▶ _What you need to do_
Copy out the entries that follow exactly, leaving out the pictures.

▶ _Records for this exercise_

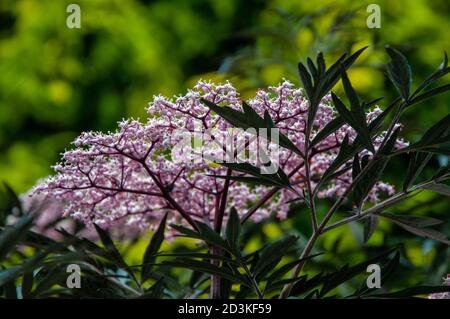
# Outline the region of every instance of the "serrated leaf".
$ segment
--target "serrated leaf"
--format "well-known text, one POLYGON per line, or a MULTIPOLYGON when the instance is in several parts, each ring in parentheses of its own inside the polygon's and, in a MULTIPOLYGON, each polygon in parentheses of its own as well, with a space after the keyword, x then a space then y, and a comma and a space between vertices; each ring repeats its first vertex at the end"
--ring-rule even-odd
MULTIPOLYGON (((318 80, 314 83, 311 81, 311 76, 306 70, 305 66, 302 63, 298 64, 300 80, 303 84, 303 87, 306 92, 306 96, 309 101, 308 108, 308 124, 307 129, 310 130, 312 128, 312 123, 316 117, 316 113, 318 110, 318 106, 322 98, 334 87, 334 85, 339 80, 340 76, 340 68, 343 66, 345 69, 348 69, 353 62, 358 58, 358 56, 366 49, 364 47, 350 57, 347 57, 348 54, 342 55, 328 70, 324 70, 325 61, 323 60, 323 55, 321 53, 317 56, 317 64, 318 64, 318 80)), ((312 61, 311 61, 312 63, 312 61)))

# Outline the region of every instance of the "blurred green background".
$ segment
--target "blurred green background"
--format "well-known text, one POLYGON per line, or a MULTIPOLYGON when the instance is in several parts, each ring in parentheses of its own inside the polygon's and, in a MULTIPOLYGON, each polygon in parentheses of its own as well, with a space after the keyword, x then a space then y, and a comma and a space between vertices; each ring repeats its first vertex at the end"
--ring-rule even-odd
MULTIPOLYGON (((298 83, 297 62, 318 50, 330 63, 346 50, 369 45, 350 78, 363 97, 390 101, 395 91, 383 75, 384 46, 405 53, 415 83, 423 80, 450 51, 450 1, 379 0, 380 29, 366 26, 370 3, 2 0, 0 180, 19 193, 27 191, 51 173, 51 165, 81 131, 114 130, 123 117, 144 118, 153 95, 183 93, 199 78, 228 79, 244 98, 282 78, 298 83), (74 2, 81 7, 81 29, 66 27, 66 7, 74 2)), ((449 94, 416 107, 402 119, 404 136, 417 139, 449 110, 449 94)), ((441 157, 432 164, 447 162, 441 157)), ((400 183, 404 167, 402 159, 393 162, 386 179, 400 183)), ((449 209, 448 200, 424 192, 393 212, 445 219, 449 209)), ((301 211, 281 225, 262 224, 260 240, 308 227, 301 211)), ((323 267, 348 260, 345 252, 361 254, 359 226, 327 236, 323 247, 339 254, 323 267)), ((417 277, 410 280, 436 284, 450 272, 447 248, 391 224, 382 224, 368 247, 397 243, 407 246, 404 264, 416 269, 417 277)))

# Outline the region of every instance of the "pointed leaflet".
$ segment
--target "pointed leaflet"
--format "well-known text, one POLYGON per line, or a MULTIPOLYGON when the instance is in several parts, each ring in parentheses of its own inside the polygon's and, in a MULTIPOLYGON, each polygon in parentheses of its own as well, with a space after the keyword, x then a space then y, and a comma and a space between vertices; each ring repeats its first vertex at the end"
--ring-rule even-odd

▶ _Task response_
# Outline the region of every instance of the "serrated leaf".
$ segment
--target "serrated leaf"
--format "well-known text, one POLYGON per line, or a MULTIPOLYGON when the instance is in several parts, each ring in parentheses of its own inside the polygon's and, in a MULTIPOLYGON, each polygon in parentheses of its own as well, with a space after the keyword, x then a space then y, and a comma and a space between vertices; each ring repeats its first vertex at the end"
--ring-rule even-odd
MULTIPOLYGON (((318 80, 314 83, 311 81, 311 76, 306 70, 305 66, 302 63, 298 64, 300 80, 303 84, 303 87, 306 92, 306 96, 309 101, 308 108, 308 124, 307 129, 310 130, 312 128, 312 123, 316 117, 316 113, 318 110, 318 106, 322 98, 334 87, 334 85, 339 80, 340 76, 340 68, 343 66, 345 69, 348 69, 353 62, 358 58, 358 56, 366 49, 364 47, 350 57, 347 57, 348 54, 342 55, 328 70, 324 70, 325 61, 323 60, 323 55, 321 53, 317 56, 317 64, 318 64, 318 80)), ((312 61, 311 61, 312 63, 312 61)))

# Outline the region of every instance of the "blurred green background".
$ segment
--target "blurred green background"
--format "well-known text, one POLYGON per line, or a MULTIPOLYGON when the instance is in several parts, each ring in parentheses of its own inside the polygon's and, in a MULTIPOLYGON, each polygon in parentheses of its own as well, with a space after the keyword, x then a space then y, and a comma and a space between vertices; each ring repeats its first vertex at the end"
--ring-rule even-odd
MULTIPOLYGON (((298 83, 297 62, 318 50, 330 63, 346 50, 369 45, 350 78, 363 97, 390 101, 395 91, 383 75, 384 46, 405 53, 415 83, 423 80, 450 51, 450 1, 379 0, 380 29, 366 26, 370 3, 2 0, 0 180, 19 193, 27 191, 51 173, 51 165, 81 131, 114 130, 123 117, 144 118, 153 95, 183 93, 199 78, 228 79, 244 98, 282 78, 298 83), (74 2, 81 7, 81 29, 66 27, 66 7, 74 2)), ((449 94, 416 107, 402 119, 404 136, 417 139, 449 110, 449 94)), ((441 157, 432 164, 447 162, 441 157)), ((400 183, 404 167, 402 159, 393 162, 386 179, 400 183)), ((449 209, 448 200, 424 192, 393 212, 445 219, 449 209)), ((301 211, 281 225, 262 224, 260 240, 308 227, 301 211)), ((323 267, 348 260, 345 252, 361 254, 359 226, 327 236, 323 247, 339 254, 323 267)), ((417 277, 410 280, 436 284, 450 272, 447 248, 391 224, 382 224, 368 247, 397 243, 407 246, 404 264, 416 269, 417 277)))

# Outline the region of every instance of the "pointed leaflet".
$ segment
--target "pointed leaflet"
--format "well-known text, one POLYGON per line, or a MULTIPOLYGON when the instance is in several parts, each ring in parentheses of its own inside the polygon's and, in a MULTIPOLYGON, each polygon in parentheses of its own as well, with a space after the keyword, x then a space then y, and a comma and a space between vertices; each ring repeats its first vertex at the end"
--ring-rule even-odd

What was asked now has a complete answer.